RECORDS FOR THIS TASK
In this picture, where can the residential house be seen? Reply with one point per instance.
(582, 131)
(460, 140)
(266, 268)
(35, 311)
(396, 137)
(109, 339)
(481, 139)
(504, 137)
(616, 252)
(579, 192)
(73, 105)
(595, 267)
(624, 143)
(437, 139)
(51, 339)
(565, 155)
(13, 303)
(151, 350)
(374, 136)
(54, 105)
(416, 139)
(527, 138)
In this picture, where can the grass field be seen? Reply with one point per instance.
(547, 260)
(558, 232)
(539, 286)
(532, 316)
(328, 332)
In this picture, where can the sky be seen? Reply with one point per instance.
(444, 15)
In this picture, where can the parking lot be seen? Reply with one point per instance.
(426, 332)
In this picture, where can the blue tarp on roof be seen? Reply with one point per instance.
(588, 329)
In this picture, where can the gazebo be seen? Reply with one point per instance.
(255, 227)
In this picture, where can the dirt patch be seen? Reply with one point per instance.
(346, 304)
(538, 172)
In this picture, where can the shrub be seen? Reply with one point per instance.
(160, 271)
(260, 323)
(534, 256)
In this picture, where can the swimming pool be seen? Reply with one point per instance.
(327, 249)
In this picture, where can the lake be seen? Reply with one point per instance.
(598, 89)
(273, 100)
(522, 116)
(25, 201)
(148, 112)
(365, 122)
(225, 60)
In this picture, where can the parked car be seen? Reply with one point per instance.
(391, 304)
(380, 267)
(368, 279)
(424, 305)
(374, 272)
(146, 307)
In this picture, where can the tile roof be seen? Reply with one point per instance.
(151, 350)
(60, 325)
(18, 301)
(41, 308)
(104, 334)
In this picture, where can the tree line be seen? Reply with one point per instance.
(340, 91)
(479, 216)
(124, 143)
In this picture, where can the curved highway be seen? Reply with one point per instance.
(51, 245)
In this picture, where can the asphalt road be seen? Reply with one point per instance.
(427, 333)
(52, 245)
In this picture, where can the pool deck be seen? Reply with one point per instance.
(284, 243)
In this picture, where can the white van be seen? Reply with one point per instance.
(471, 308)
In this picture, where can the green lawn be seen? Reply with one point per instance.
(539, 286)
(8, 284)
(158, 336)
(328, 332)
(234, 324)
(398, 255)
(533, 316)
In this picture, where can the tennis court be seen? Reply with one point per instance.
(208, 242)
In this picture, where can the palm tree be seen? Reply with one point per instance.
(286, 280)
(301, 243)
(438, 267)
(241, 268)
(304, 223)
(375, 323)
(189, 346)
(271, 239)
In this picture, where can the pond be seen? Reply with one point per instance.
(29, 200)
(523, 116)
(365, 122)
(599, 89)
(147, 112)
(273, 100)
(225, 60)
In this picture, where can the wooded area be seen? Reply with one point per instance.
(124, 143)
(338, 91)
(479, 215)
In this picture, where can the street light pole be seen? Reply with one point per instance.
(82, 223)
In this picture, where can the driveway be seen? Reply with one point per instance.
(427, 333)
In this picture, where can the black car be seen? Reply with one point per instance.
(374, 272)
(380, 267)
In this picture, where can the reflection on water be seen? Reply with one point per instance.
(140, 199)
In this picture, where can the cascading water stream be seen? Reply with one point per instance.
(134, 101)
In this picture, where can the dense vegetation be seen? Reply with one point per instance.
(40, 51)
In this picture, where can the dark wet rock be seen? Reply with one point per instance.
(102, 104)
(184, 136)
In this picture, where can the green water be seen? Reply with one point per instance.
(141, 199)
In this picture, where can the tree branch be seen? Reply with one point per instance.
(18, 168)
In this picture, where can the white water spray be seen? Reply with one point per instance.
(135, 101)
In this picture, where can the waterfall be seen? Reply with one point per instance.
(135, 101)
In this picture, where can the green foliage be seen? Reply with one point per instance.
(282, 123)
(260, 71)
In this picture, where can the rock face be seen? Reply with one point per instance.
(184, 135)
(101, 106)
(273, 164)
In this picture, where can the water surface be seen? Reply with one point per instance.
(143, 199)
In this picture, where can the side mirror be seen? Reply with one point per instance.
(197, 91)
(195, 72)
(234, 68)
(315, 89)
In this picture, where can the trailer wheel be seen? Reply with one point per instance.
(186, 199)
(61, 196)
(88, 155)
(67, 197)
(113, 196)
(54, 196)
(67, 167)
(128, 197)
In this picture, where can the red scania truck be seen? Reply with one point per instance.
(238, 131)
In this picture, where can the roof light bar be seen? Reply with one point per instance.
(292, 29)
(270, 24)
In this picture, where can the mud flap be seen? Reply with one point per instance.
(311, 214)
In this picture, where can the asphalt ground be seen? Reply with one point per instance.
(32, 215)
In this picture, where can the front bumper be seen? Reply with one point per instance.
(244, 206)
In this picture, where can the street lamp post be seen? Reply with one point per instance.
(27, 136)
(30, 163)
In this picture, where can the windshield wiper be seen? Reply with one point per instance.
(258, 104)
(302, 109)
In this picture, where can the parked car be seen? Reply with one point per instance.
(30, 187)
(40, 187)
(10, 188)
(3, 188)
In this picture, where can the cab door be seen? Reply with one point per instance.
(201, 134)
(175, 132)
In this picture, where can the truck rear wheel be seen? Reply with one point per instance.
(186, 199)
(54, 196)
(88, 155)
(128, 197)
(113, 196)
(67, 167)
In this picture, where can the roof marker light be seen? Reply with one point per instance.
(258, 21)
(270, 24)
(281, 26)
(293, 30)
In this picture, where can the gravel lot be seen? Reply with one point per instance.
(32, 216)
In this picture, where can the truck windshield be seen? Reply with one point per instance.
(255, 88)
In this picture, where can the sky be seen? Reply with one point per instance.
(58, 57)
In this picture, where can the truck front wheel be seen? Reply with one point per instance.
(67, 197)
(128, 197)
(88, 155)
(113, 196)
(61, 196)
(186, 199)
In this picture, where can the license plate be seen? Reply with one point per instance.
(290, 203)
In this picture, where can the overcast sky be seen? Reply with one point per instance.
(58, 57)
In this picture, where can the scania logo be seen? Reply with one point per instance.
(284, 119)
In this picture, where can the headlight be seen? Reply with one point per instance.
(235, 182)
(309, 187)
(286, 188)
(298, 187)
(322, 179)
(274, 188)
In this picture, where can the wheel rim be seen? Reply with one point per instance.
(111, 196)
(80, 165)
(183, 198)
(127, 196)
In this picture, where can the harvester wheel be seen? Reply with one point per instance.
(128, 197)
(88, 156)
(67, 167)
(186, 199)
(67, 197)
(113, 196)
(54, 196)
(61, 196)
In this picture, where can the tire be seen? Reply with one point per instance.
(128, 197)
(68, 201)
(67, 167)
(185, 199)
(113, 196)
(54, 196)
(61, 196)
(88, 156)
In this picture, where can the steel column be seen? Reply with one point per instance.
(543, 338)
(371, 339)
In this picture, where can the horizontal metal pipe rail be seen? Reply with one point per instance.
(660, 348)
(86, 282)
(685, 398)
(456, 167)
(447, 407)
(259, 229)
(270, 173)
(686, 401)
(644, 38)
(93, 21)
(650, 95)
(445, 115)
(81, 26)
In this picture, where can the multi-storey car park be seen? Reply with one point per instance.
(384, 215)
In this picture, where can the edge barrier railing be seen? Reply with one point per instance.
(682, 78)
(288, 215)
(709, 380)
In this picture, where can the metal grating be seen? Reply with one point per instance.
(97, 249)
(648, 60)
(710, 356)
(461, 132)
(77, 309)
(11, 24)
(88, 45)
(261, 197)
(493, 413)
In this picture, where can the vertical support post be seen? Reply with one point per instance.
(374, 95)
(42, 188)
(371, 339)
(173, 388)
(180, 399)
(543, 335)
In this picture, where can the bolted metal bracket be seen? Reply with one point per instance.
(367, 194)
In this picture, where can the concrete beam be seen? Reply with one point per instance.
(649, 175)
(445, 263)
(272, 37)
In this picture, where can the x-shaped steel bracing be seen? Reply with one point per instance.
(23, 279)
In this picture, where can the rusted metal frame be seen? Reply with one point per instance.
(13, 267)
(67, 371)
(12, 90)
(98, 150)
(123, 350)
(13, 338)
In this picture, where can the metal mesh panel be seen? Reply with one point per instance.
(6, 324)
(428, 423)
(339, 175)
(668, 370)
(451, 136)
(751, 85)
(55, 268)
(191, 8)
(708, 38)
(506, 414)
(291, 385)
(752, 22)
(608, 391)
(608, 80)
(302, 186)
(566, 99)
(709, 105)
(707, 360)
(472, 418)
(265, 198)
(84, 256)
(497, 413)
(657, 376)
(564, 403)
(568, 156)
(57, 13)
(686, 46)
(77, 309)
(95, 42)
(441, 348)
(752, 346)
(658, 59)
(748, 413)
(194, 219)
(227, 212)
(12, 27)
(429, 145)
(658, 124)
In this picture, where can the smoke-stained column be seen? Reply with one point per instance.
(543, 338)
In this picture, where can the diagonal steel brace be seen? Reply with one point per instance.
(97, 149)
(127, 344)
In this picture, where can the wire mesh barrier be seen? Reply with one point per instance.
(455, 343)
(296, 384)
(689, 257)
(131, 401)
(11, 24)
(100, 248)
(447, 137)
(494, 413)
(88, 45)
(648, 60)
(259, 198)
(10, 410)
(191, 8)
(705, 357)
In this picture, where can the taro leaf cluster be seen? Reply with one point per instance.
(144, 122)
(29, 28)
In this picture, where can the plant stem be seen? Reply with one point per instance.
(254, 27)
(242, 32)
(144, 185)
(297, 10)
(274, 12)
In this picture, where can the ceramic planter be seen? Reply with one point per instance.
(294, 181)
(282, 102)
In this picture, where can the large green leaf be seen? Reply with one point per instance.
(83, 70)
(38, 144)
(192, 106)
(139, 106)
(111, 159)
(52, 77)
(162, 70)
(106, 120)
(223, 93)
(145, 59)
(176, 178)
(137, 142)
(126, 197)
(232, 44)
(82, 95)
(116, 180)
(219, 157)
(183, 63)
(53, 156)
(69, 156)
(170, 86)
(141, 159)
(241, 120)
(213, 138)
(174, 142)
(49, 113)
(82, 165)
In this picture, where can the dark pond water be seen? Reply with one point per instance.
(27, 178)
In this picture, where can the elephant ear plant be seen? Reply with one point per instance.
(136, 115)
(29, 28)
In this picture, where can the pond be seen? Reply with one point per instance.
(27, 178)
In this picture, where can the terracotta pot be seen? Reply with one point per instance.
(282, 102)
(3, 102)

WHAT YOU SHOULD DO
Beginning at the line containing "In this picture, where can the terracotta", repeat each line exactly through the last line of the entries, and include no other lines.

TASK ANSWER
In this picture, where can the terracotta pot be seen? Reply with one point per instance.
(282, 102)
(3, 102)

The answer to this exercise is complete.